▶ **DESCRIPTION OF THE TASK**: From the line with "point(67, 58)" through the line with "Target: yellow reflective stripe", repeat the entries verbatim, both end lines included, and add nothing.

·····

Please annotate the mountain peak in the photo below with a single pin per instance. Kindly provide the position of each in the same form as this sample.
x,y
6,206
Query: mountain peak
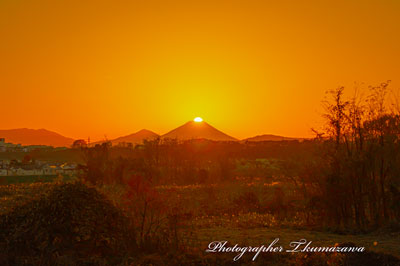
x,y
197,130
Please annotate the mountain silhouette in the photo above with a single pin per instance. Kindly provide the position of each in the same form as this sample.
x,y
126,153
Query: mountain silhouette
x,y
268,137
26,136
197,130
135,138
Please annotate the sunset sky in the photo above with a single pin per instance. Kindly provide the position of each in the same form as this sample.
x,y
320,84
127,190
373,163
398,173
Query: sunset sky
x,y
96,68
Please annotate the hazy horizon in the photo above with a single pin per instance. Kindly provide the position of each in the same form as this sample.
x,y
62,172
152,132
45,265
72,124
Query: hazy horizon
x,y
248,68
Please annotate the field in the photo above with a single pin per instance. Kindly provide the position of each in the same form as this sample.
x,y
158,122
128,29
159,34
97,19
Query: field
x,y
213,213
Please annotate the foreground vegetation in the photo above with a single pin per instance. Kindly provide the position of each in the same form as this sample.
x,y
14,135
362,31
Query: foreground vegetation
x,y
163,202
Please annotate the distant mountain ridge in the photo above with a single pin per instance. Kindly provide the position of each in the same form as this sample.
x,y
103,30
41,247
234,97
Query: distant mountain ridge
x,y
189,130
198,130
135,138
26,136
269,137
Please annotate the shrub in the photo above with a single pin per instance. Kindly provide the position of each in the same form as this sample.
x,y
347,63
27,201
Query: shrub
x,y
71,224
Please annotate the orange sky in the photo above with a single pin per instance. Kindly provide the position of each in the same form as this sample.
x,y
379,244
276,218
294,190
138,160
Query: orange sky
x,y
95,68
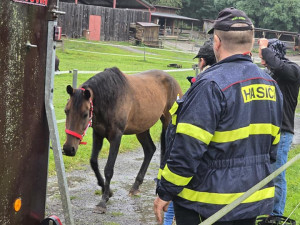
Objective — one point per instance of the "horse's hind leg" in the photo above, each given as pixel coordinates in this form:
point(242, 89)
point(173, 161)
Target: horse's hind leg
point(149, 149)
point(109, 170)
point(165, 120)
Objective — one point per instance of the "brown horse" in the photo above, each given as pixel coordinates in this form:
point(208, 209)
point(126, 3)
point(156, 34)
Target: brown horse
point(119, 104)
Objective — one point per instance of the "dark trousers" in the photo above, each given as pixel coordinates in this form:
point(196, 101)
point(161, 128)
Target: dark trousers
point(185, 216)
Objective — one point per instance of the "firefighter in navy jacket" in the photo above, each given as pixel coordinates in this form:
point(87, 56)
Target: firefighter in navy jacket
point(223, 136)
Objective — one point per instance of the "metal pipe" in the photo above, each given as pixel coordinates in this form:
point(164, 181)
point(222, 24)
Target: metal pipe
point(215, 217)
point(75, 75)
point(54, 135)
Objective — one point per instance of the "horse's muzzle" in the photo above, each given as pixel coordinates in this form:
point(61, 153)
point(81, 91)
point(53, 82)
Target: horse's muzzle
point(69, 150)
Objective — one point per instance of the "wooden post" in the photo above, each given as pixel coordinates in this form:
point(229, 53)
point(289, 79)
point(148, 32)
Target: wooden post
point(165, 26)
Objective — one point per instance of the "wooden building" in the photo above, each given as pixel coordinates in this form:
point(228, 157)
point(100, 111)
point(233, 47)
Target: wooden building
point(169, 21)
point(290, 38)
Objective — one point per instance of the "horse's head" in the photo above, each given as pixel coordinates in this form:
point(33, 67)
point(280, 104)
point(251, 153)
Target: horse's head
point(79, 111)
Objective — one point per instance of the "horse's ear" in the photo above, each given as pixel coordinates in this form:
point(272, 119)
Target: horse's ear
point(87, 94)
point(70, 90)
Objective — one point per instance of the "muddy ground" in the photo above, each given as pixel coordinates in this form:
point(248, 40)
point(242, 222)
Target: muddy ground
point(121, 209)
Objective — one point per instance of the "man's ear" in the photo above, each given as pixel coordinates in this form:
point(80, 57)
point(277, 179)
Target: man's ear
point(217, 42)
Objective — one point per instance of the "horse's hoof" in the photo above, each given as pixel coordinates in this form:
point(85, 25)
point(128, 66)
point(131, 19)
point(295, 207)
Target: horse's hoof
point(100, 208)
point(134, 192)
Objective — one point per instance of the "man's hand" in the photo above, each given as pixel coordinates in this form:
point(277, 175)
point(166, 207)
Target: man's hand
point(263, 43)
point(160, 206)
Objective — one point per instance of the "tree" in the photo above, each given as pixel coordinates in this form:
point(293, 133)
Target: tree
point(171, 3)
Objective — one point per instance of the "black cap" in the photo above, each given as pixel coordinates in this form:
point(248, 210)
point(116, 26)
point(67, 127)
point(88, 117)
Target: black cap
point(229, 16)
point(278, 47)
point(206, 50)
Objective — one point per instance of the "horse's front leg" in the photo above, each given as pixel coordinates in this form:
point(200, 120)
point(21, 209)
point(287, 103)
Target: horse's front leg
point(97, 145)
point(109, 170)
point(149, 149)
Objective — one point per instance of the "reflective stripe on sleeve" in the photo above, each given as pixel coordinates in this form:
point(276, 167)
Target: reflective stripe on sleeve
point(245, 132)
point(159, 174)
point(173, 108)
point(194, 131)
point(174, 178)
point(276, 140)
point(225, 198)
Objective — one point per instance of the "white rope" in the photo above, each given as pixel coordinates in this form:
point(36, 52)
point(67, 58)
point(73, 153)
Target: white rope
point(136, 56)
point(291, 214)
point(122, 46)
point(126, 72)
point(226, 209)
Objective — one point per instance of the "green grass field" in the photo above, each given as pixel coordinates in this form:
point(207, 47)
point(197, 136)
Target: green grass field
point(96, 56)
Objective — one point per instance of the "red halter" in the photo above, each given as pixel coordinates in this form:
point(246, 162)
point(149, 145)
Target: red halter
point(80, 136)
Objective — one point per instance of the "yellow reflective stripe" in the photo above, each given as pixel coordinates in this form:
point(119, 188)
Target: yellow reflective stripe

·····

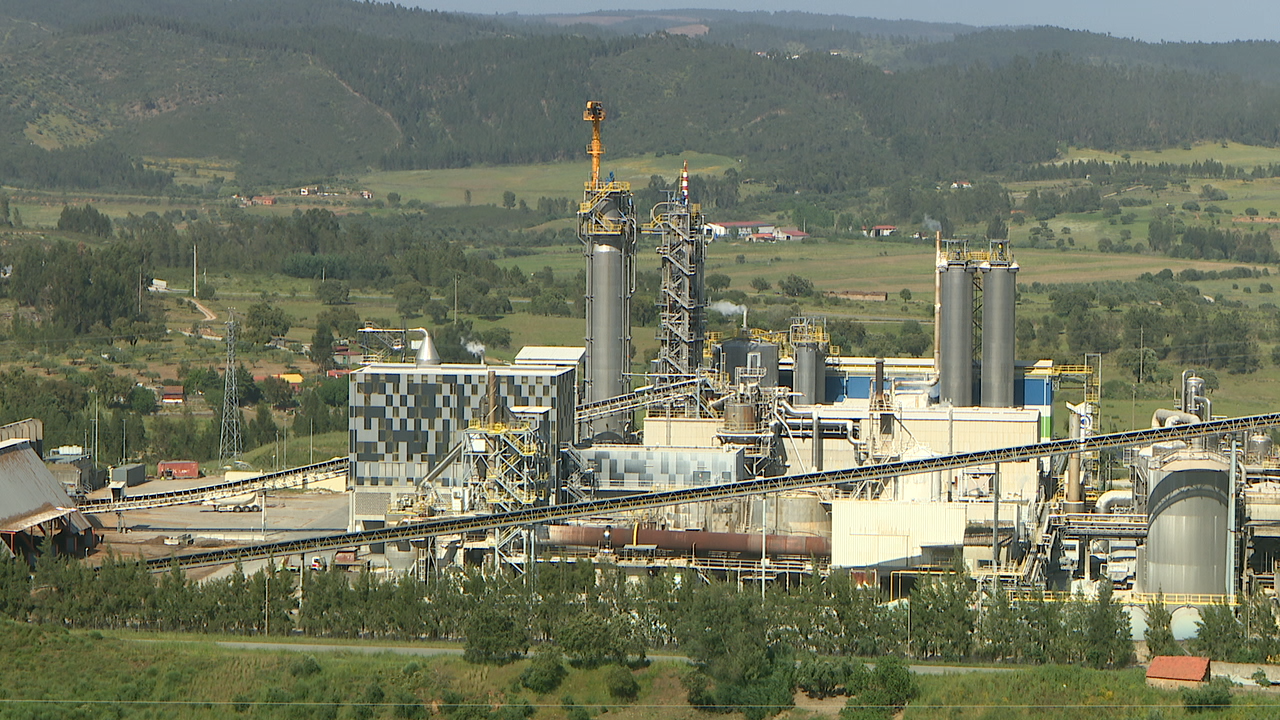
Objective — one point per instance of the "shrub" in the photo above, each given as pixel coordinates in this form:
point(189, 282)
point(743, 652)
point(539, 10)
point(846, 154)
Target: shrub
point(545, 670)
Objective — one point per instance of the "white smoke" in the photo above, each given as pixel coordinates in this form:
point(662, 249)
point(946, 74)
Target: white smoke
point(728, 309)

·····

▶ **ANSWER SECTION**:
point(67, 58)
point(73, 153)
Target: white rope
point(136, 56)
point(291, 214)
point(122, 46)
point(126, 72)
point(226, 209)
Objective — one point per instance of the "green grass field" in the photo above, each given as pixel coordinates in this form:
point(207, 47)
point(197, 136)
Target: green grass field
point(96, 56)
Objective — one point per instance of the "red halter" in the photo above, each given as pixel coordinates in this form:
point(246, 162)
point(149, 145)
Target: red halter
point(80, 136)
Objective — one point per instance of the "yellow reflective stripe" in the photo above, each given as pixel coordinates in this form:
point(119, 188)
Target: yellow reflective stripe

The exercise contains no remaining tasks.